**TASK DETAILS:**
Copy out the records below word for word, from the first line to the last, and leave out the pictures.
━━━━━ DATA ROWS ━━━━━
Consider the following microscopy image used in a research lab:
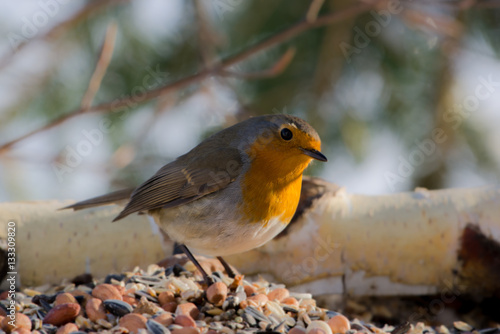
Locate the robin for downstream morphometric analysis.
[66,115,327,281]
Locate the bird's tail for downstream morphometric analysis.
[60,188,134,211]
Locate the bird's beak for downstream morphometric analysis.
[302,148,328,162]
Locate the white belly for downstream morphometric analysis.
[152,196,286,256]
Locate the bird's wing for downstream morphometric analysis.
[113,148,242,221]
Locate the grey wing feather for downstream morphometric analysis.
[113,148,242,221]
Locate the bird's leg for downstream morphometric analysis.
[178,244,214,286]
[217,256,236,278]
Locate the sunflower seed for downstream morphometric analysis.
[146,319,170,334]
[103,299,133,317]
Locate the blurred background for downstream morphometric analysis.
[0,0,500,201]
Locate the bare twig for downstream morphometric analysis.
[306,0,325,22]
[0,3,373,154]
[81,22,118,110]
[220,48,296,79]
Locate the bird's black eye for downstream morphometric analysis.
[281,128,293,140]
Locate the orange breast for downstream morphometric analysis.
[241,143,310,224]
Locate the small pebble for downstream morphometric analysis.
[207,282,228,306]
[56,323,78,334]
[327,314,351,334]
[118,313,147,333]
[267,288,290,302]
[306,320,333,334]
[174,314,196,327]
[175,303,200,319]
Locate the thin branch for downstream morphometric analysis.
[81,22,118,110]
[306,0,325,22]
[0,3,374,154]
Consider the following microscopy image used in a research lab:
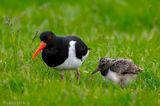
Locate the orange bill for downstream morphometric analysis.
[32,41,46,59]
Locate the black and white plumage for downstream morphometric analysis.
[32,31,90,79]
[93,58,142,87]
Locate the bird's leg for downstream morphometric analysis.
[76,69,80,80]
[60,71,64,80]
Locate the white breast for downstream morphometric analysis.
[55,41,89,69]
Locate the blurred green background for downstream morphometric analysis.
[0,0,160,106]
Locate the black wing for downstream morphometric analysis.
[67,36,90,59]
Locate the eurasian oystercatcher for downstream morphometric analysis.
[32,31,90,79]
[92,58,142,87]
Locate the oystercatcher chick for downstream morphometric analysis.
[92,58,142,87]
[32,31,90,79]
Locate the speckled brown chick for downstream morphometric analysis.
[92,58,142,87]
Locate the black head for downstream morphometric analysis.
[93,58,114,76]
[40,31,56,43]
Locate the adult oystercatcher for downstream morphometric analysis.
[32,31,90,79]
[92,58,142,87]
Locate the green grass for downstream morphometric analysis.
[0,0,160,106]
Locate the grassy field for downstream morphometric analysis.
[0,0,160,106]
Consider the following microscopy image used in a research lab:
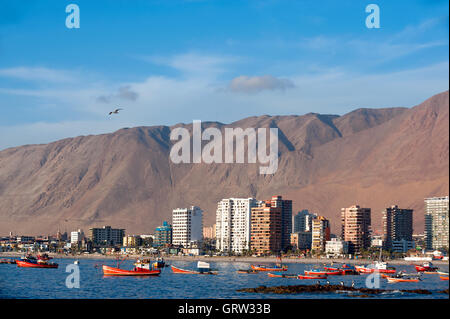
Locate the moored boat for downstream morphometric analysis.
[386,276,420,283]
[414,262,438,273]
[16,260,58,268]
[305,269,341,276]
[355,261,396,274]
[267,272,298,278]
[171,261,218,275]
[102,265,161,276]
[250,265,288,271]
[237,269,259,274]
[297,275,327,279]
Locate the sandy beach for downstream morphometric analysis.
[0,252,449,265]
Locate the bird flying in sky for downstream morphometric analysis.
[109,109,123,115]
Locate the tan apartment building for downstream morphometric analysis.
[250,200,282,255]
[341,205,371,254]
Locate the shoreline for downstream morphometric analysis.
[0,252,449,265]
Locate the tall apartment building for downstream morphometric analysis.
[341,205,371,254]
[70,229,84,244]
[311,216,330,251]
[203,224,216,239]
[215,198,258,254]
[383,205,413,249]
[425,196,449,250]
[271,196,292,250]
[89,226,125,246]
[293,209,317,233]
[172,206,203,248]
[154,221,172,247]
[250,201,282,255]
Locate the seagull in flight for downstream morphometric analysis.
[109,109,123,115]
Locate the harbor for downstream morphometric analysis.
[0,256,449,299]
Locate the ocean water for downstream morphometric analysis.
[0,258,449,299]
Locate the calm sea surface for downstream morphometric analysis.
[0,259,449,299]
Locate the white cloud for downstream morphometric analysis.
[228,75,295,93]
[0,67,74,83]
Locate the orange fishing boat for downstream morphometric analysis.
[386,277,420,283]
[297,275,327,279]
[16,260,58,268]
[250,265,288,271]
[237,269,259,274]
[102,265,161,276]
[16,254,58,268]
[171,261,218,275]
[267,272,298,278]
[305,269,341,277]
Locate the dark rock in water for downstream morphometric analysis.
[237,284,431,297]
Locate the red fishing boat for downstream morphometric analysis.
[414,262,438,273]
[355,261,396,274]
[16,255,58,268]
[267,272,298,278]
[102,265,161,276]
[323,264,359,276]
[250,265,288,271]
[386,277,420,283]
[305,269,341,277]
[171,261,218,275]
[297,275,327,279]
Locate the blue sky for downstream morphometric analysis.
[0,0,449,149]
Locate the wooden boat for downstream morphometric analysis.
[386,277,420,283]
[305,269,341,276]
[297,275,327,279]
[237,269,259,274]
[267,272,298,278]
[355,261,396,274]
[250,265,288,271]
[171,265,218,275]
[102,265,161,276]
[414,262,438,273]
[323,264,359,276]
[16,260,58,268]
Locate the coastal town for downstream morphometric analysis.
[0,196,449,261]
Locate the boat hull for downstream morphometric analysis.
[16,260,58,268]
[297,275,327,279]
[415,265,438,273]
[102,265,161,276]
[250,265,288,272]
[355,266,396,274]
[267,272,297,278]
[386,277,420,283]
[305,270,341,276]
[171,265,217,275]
━━━━━
**CORRECT ANSWER:**
Consider the following microscopy image used in a research lab:
Locate the robin for downstream morphometric analysis.
[66,115,327,281]
Locate the bird's tail for downstream morphometric analysis.
[60,188,134,211]
Locate the bird's beak for downstream morphometric analysis.
[302,148,328,162]
Locate the white belly for downstream morphometric analysis.
[152,196,286,256]
Locate the bird's wing for downstream morphometric analysis.
[113,148,242,221]
Locate the grey wing feather for downstream morphometric analysis.
[113,148,242,221]
Locate the bird's leg for downstream morphometric analysis.
[178,244,214,286]
[217,256,236,278]
Locate the sunflower seed for downstream morphometric analysis.
[146,319,170,334]
[103,299,133,317]
Locate the blurred background for downstream morphometric analysis.
[0,0,500,201]
Locate the bare twig for downstream morphometric analysis.
[306,0,325,22]
[0,3,373,154]
[81,22,118,110]
[220,48,296,79]
Locate the bird's black eye for downstream morphometric analysis.
[281,128,293,140]
Locate the orange breast for downstream morphometric analysis.
[241,143,310,224]
Locate the small pebble for downstream morphometric analysis.
[207,282,228,306]
[56,323,78,334]
[327,314,351,334]
[118,313,147,333]
[267,288,290,302]
[306,320,333,334]
[174,314,196,327]
[175,303,200,319]
Locate the thin branch for downstream morphometric analysis.
[81,22,118,110]
[306,0,325,22]
[0,3,374,154]
Consider the following microscopy image used in a research lab:
Locate the orange bill for downstream morphometric analysis.
[32,41,46,59]
Locate the black and white plumage for downstream morphometric analysis.
[32,31,90,79]
[93,58,142,87]
Locate the bird's leg for downstream morphometric analysis.
[76,69,80,80]
[60,71,64,80]
Locate the white breast for downstream morphometric analysis.
[55,41,89,69]
Locate the blurred green background for downstream morphometric analysis.
[0,0,160,106]
Locate the black wing for downstream morphometric analysis.
[67,36,90,59]
Locate the eurasian oystercatcher for downstream morphometric analysis.
[32,31,90,79]
[92,58,142,87]
Locate the oystercatcher chick for downstream morphometric analysis.
[92,58,142,87]
[32,31,90,79]
Locate the speckled brown chick for downstream morphometric analysis.
[92,58,142,87]
Locate the black head for downstream morphometric analysis.
[93,58,114,76]
[40,31,56,43]
Locate the adult oystercatcher for downstream morphometric analysis.
[32,31,90,79]
[92,58,142,87]
Locate the green grass for downstream morphometric analysis.
[0,0,160,106]
Locate the grassy field for downstream morphometric analysis.
[0,0,160,106]
Consider the following microscopy image used in a research lab:
Locate the moored boat for downstream morphometric analysis.
[386,276,420,283]
[414,262,438,273]
[16,260,58,268]
[305,269,341,276]
[355,261,396,274]
[267,272,298,278]
[171,261,218,275]
[102,265,161,276]
[250,265,288,271]
[237,269,259,274]
[297,275,327,279]
Locate the sandy beach for downstream morphometric analysis.
[0,252,449,265]
Locate the bird flying in sky for downstream morphometric analysis.
[109,109,123,115]
Locate the tan apartment building for downstream morphometric analysis.
[250,200,282,255]
[341,205,371,254]
Locate the shoreline for downstream morphometric analysis.
[0,252,449,265]
Locate the tall apartment building for downstream morphometric analysis.
[341,205,371,254]
[70,229,84,244]
[311,216,330,251]
[203,224,216,239]
[215,198,258,254]
[383,205,413,249]
[425,196,449,250]
[271,196,292,250]
[89,226,125,246]
[293,209,317,233]
[172,206,203,248]
[154,221,172,247]
[250,201,282,255]
Locate the seagull in flight for downstream morphometric analysis.
[109,109,123,115]
Locate the harbor for downstream morphometric analysis.
[0,256,449,299]
Locate the ocean water for downstream morphometric analysis.
[0,258,449,299]
Locate the calm sea surface for downstream morphometric analysis.
[0,259,449,299]
Locate the white cloud for downstream morphometric analysis.
[228,75,295,93]
[0,67,74,83]
Locate the orange fishing boat for downstream morphometric analysis.
[386,277,420,283]
[297,275,327,279]
[16,260,58,268]
[250,265,288,271]
[237,269,259,274]
[102,265,161,276]
[16,254,58,268]
[171,261,218,275]
[267,272,298,278]
[305,269,341,277]
Locate the dark rock in water for downstream morphometric analysis.
[237,284,431,297]
Locate the red fishing boat for downstream morphometric analysis.
[414,262,438,273]
[355,261,396,274]
[16,255,58,268]
[267,272,298,278]
[102,265,161,276]
[323,264,359,276]
[250,265,288,271]
[386,277,420,283]
[305,269,341,277]
[171,261,218,275]
[297,275,327,279]
Locate the blue sky for downstream morphometric analysis.
[0,0,449,149]
Locate the wooden boat for downstream morphometric analysis.
[386,277,420,283]
[305,269,341,276]
[297,275,327,279]
[237,269,259,274]
[267,272,298,278]
[355,261,396,274]
[250,265,288,271]
[171,265,218,275]
[102,265,161,276]
[414,262,438,273]
[323,264,359,276]
[16,260,58,268]
Locate the coastal town for downstream morphometric analysis.
[0,196,449,261]
Locate the boat hull for downstream morphometric analysis.
[16,260,58,268]
[297,275,327,279]
[415,265,438,273]
[102,265,161,276]
[250,265,288,272]
[355,266,396,274]
[267,272,297,278]
[386,277,420,283]
[305,270,341,276]
[171,265,217,275]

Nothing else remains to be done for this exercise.